[Opening TEXT FOR ANALYSIS section]

A study published in JAMA Network Open had some key takeaways about the causes of crashes involving two vehicles. The study determined that the driver who caused the crash was more likely than the occupant of the other vehicle to be on opioids. Data for the study was taken from the Fatality Analysis Reporting System (FARS). Drivers who caused fatal crashes involving two cars were also more likely to be impaired by alcohol.

In 2016, 7.1 percent of fatal crashes were caused by those who had prescription opioids in their system. In 1993, that number was just 2 percent. However, researchers cautioned that they couldn’t link opioid use with an increased risk of car crashes. Instead, they could merely show that it was a risk factor. In fact, there is evidence that those who build up a tolerance to prescription opioids can drive safely if they take a consistent dose.

Evidence for this includes research involving driving simulators. According to the study, drivers were most likely to be impaired by hydrocodone, morphine and oxycodone. Methadone was another common opioid that drivers in the study had tested positive for. The research also found that vehicle “drifting” outside the lane was the most common reason why crashes involving multiple vehicles take place.

[Closing TEXT FOR ANALYSIS section]
[Opening EXTRACTED RECORDS section]

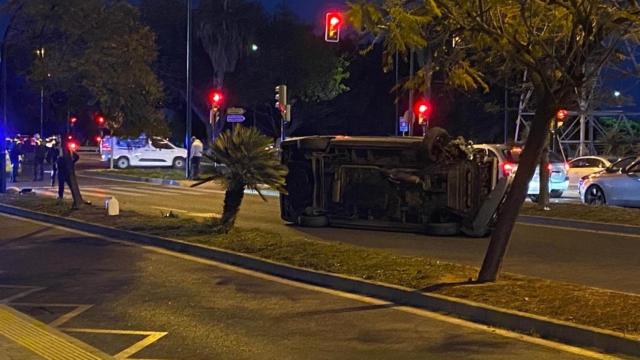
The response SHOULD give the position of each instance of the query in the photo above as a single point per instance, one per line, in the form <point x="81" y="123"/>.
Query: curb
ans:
<point x="579" y="224"/>
<point x="565" y="332"/>
<point x="156" y="181"/>
<point x="43" y="340"/>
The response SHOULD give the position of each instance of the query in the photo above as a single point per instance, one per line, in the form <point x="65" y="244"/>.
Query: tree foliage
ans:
<point x="248" y="161"/>
<point x="562" y="45"/>
<point x="97" y="54"/>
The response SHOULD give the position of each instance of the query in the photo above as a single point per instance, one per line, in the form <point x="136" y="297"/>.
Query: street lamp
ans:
<point x="40" y="54"/>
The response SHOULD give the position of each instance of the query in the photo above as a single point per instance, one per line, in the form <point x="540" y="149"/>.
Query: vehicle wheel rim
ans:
<point x="596" y="197"/>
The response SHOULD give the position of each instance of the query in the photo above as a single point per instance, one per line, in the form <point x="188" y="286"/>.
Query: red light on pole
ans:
<point x="562" y="114"/>
<point x="216" y="99"/>
<point x="422" y="109"/>
<point x="332" y="27"/>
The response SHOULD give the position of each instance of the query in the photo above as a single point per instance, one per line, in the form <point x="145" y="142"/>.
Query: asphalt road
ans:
<point x="140" y="302"/>
<point x="595" y="259"/>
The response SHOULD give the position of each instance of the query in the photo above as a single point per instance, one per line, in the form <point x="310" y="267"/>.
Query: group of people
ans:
<point x="44" y="150"/>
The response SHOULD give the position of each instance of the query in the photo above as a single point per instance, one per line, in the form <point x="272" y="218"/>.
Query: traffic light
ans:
<point x="332" y="27"/>
<point x="282" y="102"/>
<point x="216" y="98"/>
<point x="422" y="109"/>
<point x="561" y="116"/>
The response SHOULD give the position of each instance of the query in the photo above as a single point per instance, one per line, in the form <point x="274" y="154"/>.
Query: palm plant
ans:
<point x="246" y="160"/>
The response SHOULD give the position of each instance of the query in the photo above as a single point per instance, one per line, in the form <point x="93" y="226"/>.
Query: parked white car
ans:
<point x="508" y="158"/>
<point x="587" y="165"/>
<point x="143" y="152"/>
<point x="618" y="185"/>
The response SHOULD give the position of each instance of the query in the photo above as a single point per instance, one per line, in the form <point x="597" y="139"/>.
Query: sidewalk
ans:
<point x="24" y="338"/>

[Closing EXTRACTED RECORDS section]

--- EXERCISES TO COMPLETE ---
1. According to the text about opioids and two-vehicle crashes, what share of fatal crashes in 2016 were caused by people with prescription opioids in their system?
2. Go on with the text about opioids and two-vehicle crashes, picking up after its last sentence.
These lines have no connection to the text about opioids and two-vehicle crashes.

--- RESPONSES FOR EACH TASK ---
1. 7.1 percent

2.
Car crashes may result in a person sustaining serious injuries or succumbing to those injuries. If a person is hurt or killed in a crash, the driver who caused it may be liable for damages. Damages might include medical bills, lost wages and lost future earnings. Punitive damages may also be added depending on the circumstances of the case. A personal injury attorney might help gather evidence that negligence occurred. Examples of negligence include being impaired by drugs or alcohol or driving while tired or drowsy.